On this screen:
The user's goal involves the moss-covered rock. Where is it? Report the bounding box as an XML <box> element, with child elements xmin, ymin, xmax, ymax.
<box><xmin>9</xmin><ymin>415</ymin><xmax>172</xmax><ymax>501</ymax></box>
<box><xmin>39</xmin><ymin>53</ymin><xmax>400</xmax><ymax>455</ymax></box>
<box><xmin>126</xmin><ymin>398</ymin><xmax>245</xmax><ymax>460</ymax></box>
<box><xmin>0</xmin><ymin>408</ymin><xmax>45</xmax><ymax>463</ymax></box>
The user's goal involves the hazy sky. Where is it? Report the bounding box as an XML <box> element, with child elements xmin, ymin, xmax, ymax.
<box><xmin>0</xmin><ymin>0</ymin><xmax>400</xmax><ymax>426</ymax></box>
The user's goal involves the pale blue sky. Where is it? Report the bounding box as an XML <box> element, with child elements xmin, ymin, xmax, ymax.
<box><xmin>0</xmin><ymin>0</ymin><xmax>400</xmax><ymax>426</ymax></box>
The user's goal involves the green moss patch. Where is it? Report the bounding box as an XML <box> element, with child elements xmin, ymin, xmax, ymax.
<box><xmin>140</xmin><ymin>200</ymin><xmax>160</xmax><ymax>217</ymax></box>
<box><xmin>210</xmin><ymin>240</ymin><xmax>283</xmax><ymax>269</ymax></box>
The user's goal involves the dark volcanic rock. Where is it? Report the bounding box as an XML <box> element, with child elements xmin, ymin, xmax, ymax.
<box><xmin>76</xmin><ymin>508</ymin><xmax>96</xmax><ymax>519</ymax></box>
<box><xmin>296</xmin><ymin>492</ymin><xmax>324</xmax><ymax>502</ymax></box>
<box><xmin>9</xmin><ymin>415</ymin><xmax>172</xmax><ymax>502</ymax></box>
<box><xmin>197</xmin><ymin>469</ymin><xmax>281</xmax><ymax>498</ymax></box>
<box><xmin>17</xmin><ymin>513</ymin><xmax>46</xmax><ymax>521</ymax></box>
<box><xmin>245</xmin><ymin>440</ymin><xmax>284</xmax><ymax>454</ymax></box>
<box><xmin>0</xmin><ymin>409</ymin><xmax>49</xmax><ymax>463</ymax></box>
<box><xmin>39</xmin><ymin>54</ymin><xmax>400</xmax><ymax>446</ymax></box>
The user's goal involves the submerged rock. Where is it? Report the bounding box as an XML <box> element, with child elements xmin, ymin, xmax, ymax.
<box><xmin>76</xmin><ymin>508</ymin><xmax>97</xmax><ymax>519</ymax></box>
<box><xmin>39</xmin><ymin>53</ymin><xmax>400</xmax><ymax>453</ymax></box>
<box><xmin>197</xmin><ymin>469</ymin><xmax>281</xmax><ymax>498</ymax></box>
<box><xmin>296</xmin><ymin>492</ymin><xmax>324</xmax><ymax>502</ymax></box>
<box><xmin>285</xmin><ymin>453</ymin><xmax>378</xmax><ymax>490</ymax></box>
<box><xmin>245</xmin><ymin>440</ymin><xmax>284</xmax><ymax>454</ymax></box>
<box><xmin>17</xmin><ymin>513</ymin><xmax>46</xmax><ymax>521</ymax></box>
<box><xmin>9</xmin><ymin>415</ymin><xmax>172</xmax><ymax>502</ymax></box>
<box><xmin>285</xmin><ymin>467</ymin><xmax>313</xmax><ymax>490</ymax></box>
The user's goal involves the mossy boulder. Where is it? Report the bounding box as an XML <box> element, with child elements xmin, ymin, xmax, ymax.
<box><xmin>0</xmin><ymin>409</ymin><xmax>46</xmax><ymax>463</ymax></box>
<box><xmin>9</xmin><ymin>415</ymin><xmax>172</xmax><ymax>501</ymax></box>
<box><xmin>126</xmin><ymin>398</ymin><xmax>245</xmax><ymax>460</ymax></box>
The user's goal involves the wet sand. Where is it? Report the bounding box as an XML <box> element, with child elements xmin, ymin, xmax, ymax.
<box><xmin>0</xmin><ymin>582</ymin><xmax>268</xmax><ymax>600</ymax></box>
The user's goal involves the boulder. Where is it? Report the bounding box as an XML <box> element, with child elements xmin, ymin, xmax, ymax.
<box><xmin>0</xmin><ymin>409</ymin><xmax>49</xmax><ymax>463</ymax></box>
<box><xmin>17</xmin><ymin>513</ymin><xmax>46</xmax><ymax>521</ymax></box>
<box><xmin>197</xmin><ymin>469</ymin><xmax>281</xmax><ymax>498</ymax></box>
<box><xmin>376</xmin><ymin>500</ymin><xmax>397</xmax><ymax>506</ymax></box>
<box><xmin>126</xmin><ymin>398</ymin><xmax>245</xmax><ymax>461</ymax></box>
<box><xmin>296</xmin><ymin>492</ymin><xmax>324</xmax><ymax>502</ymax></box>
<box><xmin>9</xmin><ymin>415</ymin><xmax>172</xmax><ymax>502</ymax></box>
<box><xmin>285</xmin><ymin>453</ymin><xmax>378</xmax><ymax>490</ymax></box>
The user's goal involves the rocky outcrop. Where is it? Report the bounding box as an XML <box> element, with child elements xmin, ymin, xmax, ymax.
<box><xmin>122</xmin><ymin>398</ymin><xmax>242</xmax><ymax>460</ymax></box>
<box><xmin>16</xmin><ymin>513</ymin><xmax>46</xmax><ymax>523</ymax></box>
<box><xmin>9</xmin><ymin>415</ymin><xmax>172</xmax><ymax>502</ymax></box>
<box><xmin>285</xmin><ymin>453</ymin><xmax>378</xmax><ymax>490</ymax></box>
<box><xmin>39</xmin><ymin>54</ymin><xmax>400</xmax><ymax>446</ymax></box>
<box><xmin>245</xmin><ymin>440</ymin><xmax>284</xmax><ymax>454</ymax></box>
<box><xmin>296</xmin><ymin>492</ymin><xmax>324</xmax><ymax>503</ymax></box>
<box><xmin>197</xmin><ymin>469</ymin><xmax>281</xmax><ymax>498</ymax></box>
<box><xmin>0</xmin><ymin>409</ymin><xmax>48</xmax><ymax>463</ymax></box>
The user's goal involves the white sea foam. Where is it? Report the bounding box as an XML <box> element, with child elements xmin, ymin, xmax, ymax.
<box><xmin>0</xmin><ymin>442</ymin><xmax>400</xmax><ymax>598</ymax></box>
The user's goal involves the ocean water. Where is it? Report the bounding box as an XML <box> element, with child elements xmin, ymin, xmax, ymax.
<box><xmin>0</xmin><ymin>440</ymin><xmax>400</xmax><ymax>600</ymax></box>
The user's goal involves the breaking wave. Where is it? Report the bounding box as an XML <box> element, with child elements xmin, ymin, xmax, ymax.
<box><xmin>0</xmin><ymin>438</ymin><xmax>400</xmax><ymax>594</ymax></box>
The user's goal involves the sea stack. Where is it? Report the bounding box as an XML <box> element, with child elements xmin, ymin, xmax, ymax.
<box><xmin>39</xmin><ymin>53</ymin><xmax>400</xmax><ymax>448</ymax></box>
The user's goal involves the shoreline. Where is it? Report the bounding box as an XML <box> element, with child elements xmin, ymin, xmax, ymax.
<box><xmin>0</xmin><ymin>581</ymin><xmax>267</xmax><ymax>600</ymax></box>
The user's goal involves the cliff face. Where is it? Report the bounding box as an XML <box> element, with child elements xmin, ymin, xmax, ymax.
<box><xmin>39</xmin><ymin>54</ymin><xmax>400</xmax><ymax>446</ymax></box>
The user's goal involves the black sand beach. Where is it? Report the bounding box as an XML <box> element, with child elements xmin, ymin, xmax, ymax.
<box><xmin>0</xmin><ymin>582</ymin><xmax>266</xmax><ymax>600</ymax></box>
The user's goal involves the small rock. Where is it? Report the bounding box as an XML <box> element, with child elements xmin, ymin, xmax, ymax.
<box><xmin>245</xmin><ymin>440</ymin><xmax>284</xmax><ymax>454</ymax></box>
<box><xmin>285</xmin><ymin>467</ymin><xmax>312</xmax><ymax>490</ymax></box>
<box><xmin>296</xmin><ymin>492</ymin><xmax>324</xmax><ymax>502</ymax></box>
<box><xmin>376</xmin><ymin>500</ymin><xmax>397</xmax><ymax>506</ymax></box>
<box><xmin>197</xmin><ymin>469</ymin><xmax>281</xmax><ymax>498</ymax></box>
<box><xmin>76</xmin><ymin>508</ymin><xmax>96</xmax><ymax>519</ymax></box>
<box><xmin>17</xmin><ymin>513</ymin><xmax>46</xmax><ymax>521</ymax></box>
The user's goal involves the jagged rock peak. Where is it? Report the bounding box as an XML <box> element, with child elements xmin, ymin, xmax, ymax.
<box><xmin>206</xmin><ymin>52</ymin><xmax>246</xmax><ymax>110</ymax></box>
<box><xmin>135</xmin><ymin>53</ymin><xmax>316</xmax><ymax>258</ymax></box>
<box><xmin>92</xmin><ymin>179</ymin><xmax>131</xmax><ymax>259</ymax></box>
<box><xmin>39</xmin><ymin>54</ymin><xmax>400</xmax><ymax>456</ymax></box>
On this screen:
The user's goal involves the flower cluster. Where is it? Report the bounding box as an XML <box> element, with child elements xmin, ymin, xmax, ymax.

_____

__The exercise__: Reproduce the records word for word, starting at the line that contains "The user's goal involves the shoreline." and ending with the last line of the records, both included.

__The output__:
The user's goal involves the shoreline. Where is it? Report the bounding box as an XML <box> element, with child elements xmin, ymin, xmax, ymax.
<box><xmin>0</xmin><ymin>581</ymin><xmax>267</xmax><ymax>600</ymax></box>
The user's goal involves the cliff face. Where is it? Report the bounding box as an XML <box> element, with child elements xmin, ymin, xmax, ymax.
<box><xmin>39</xmin><ymin>54</ymin><xmax>400</xmax><ymax>446</ymax></box>
The user's goal involves the black sand beach. Where is it? Report the bounding box as an XML <box> element, with child elements xmin, ymin, xmax, ymax.
<box><xmin>0</xmin><ymin>582</ymin><xmax>266</xmax><ymax>600</ymax></box>
The user's goal involves the small rock. Where is it? Report the bounding box as an XML <box> element, with child elements xmin, ymin, xmax, ymax.
<box><xmin>245</xmin><ymin>440</ymin><xmax>284</xmax><ymax>454</ymax></box>
<box><xmin>285</xmin><ymin>467</ymin><xmax>312</xmax><ymax>490</ymax></box>
<box><xmin>296</xmin><ymin>492</ymin><xmax>324</xmax><ymax>502</ymax></box>
<box><xmin>376</xmin><ymin>500</ymin><xmax>397</xmax><ymax>506</ymax></box>
<box><xmin>197</xmin><ymin>469</ymin><xmax>281</xmax><ymax>498</ymax></box>
<box><xmin>76</xmin><ymin>508</ymin><xmax>96</xmax><ymax>519</ymax></box>
<box><xmin>17</xmin><ymin>513</ymin><xmax>46</xmax><ymax>521</ymax></box>
The user's goal involves the jagged rock peak. Where is it? Report the bounding box as an XML <box> element, with child elements xmin, ymin, xmax, ymax.
<box><xmin>206</xmin><ymin>52</ymin><xmax>246</xmax><ymax>110</ymax></box>
<box><xmin>135</xmin><ymin>53</ymin><xmax>316</xmax><ymax>258</ymax></box>
<box><xmin>92</xmin><ymin>179</ymin><xmax>131</xmax><ymax>259</ymax></box>
<box><xmin>39</xmin><ymin>54</ymin><xmax>400</xmax><ymax>456</ymax></box>
On this screen:
The user's goal involves the flower cluster. Where is it? Report the bounding box as an XML <box> element, with child elements xmin, ymin, xmax, ymax.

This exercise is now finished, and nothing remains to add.